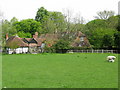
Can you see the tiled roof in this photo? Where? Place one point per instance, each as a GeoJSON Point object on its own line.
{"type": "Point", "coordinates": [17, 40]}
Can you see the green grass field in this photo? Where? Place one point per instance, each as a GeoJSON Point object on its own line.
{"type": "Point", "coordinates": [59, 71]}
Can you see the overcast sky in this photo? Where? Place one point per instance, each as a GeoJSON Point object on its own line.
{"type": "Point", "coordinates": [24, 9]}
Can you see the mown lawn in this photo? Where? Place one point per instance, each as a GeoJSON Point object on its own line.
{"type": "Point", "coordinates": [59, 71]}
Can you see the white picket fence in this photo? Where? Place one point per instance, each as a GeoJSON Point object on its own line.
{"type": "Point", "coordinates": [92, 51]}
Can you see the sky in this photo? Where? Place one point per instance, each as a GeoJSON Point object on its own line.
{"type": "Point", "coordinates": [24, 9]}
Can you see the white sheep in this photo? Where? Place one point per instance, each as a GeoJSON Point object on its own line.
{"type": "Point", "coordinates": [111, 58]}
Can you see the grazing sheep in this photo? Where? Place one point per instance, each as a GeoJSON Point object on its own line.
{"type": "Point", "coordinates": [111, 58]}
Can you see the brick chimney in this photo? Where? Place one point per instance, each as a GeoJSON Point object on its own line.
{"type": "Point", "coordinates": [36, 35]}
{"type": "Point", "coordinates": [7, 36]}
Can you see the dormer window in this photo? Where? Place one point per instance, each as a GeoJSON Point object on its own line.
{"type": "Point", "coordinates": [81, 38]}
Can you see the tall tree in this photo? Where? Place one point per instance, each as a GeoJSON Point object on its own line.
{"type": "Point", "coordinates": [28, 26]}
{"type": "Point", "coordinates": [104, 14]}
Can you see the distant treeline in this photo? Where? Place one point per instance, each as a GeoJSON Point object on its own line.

PROBLEM TO WORK ON: Begin at the line that has "Can you see the brick" and stop after the last line of the data. Write every line out again, requests included, offsetting each coordinate value in the GeoJSON points by -65.

COMPLETED EXERCISE:
Can you see the brick chimney in this photo? Where? Place one point per instance, each as a GeoJSON Point object on its own line.
{"type": "Point", "coordinates": [-29, -30]}
{"type": "Point", "coordinates": [-58, -29]}
Can you see the dormer window in this photo? Where? Place one point per instance, each as a GeoJSON Point object on its own line.
{"type": "Point", "coordinates": [16, -27]}
Can you see the tall tree in this photo? Where? Place one point per instance, each as a GeoJSON Point object on its own line.
{"type": "Point", "coordinates": [-37, -39]}
{"type": "Point", "coordinates": [39, -51]}
Can you see the distant treeline in this photo? Where? Place one point per instance, each as a GeoJSON Point object on its own line.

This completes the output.